◆ PAGE TEXT:

Joint with Greg Clark, UC Davis
When I ask students or friends about social mobility, the impression they usually convey is one of a class system that is strongly inherited over generations. There is a loose notion that we live in a world stratified by timeless elites at the top, a persistent middle class and a lower class, the kind usually ridiculed on reality TV. Academic economists know better and for decades the data has shown that the economy constantly ‘churns’ family fortunes over time. My students and friends had it wildly wrong: Status does not persist in families beyond a few generations. So are academic economists correct in this characterization?
The short answer is no. Together with my co-author Greg Clark (UC Davis) we have shown that status persists far more deeply over generations than could ever have been predicted from previous studies. We live in a world where social class is strongly inherited. Our analysis uses surnames to track the elites of English society at different moments in time and measure how quickly their progeny have educational attainment or wealth indistinguishable from that of the general population. In other words, how quickly elite lineages ‘regress towards the mean’. Economists can measure the rate of regression using a simple number. The ‘intergenerational correlation’, is bounded by zero (complete equality of economic opportunity) and one (status is perfectly inherited and the progeny of the rich stay rich until the end of time).

◆ SUPPLIED INFORMATION:
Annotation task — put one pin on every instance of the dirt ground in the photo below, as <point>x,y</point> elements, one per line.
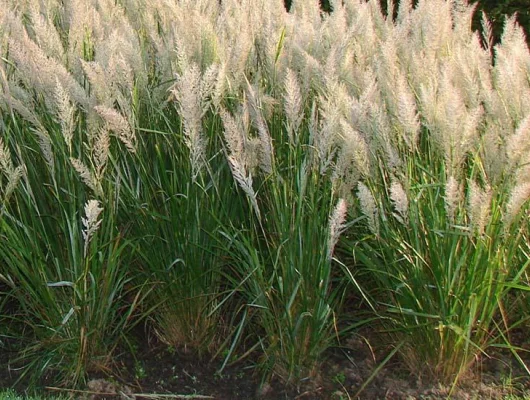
<point>352,371</point>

◆ EXERCISES:
[a] Duplicate the social mobility passage from "Joint with Greg" up to and including "in this characterization?".
[b] Pick up the piece on social mobility and surnames at the point where it ends, and carry it forward.

◆ EXPECTED RESULTS:
[a]
Joint with Greg Clark, UC Davis
When I ask students or friends about social mobility, the impression they usually convey is one of a class system that is strongly inherited over generations. There is a loose notion that we live in a world stratified by timeless elites at the top, a persistent middle class and a lower class, the kind usually ridiculed on reality TV. Academic economists know better and for decades the data has shown that the economy constantly ‘churns’ family fortunes over time. My students and friends had it wildly wrong: Status does not persist in families beyond a few generations. So are academic economists correct in this characterization?

[b]
Small differences in this number matter a great deal. Economists believed that the real world intergenerational correlation ranged between .2 and .5. This number is usually estimated from data on father’s and son’s earnings. An intergenerational correlation in this range implies that the children and grandchildren of both the elites and poor of society quickly return to the average of their society, with intergenerational status persisting within families for perhaps 3-7 generations. Using surnames, we show that intergenerational correlation in status is in fact closer to .85, meaning that the progeny of the rich and poor will take over 20 generations, or 600 years, to converge to the average of society. Socio-economic status is strongly inherited. In fact it is as strongly inherited as height.
Take the Norman conquerors of England in 1066 as an example. The Domesday book of 1086 records surnames for many major landholders. Among the conquerors many of these surnames derive from their home estates in Normandy; names such as Baskerville, Darcy, and Talbot. If we examine lists of the students of Oxford and Cambridge Universities we find that Norman names are about 1500% ‘over represented’ in 1215, based on what we would expect of their population share of England. In 1500, Norman names are still over 400% over-represented at Oxbridge. In fact, if we look at Oxford students email directory, we see that Norman names are still 28% over represented in 2011, nearly 950 years after the battle of Hastings.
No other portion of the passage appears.